Branded with the tagline “food with integrity,” Chipotle has led the movement among fast-food chains in acquiring produce from local farmers, seeking meat producers who carry out humane animal practices, and reducing its environmental impact. It has used terms like “sustainable,” “added hormone-free,” “organic,” “naturally raised” and “unprocessed” in its marketing materials.

But food safety experts say these campaign have shifted the company’s focus away from microbial safety, and that these very choices contribute to making it more difficult to guarantee the food won’t become infected with germs that can make customers sick with diarrhea and vomiting for days.

“If you want to make products fresh, that means you’re not going to use a preservative or it’s going to be unprocessed,” says Jayson Lusk, president-elect for the Agricultural and Applied Economics Association, who has been critical of Chipotle’s marketing practices. “It does provide a real tradeoff in terms of providing a safe product for the consumer.”

--- Problem statement ---
Carry on the Chipotle food-safety text after its final sentence.

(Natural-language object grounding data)
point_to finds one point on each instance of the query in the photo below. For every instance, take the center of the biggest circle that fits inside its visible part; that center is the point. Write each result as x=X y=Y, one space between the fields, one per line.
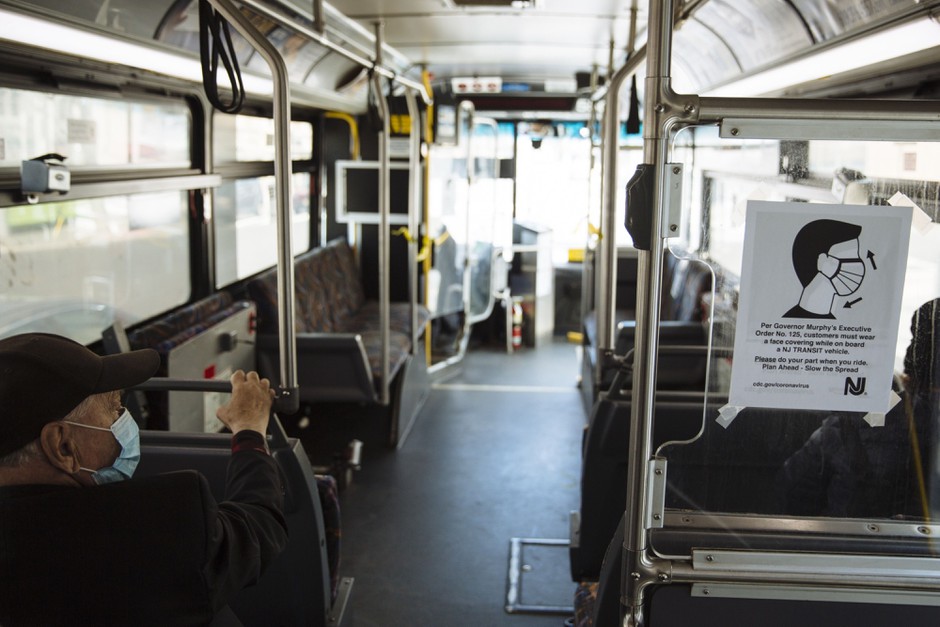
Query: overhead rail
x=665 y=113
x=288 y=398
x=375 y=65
--
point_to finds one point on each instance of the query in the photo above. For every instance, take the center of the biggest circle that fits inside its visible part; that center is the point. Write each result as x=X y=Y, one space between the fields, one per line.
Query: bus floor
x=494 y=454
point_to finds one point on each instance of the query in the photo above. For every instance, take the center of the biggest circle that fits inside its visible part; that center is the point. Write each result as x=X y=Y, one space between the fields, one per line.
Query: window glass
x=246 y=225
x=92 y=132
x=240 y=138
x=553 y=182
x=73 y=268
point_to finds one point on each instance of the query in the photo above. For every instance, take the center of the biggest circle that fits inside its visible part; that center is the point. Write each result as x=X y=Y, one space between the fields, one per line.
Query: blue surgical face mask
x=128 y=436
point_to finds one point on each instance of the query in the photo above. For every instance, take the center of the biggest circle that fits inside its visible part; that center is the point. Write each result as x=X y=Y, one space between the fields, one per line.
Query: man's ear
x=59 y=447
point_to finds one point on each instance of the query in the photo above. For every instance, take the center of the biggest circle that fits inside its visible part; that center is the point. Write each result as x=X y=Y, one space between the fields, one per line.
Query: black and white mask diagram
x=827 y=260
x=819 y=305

--- Expected answer ---
E. coli outbreaks linked to food from Chipotle has been reported in nine states, infecting 52 people, though officials from the Centers for Disease Control and Prevention haven’t identified what ingredient is responsible. The chain, well-known for its burritos, uses 64 ingredients from more than 100 suppliers at its 1,900 restaurants.

In an effort to reduce its carbon footprint, Chipotle increasingly has used more produce from local suppliers. In 2012, it bought 10 million pounds of locally grown produce, and bought an additional 5 million pounds each year, setting a goal of 25 million pounds by 2015, according to a review of company press releases and an email from Chris Arnold, Chipotle’s spokesman.


“If you are sourcing foods from one or two suppliers it’s easier to manage than if you have dozens of medium or smaller suppliers,” says Don Schaffner, a food science expert and professor at Rutgers University. “They may not have the resources to do food safety.”

Chipotle hasn’t identified the source of latest E. coli infection. Arnold said in an email that “in all probability, [the contamination] was not something that came from a local supplier given the geographic nature of the incident.”

But Steve Ells, Chipotle’s chairman, founder and co-CEO, said Tuesday that the company is investing heavily in food safety with new protocols, specifically citing testing of fresh produce. “There will be robust testing procedures that will need to be in place for all of our suppliers, whether large or small,” he said in a presentation in New York. “Some of the smaller suppliers might have a hard time implementing these robust testing procedures initially. We’ll help them. Not all will be on board, for sure, but we think most will.”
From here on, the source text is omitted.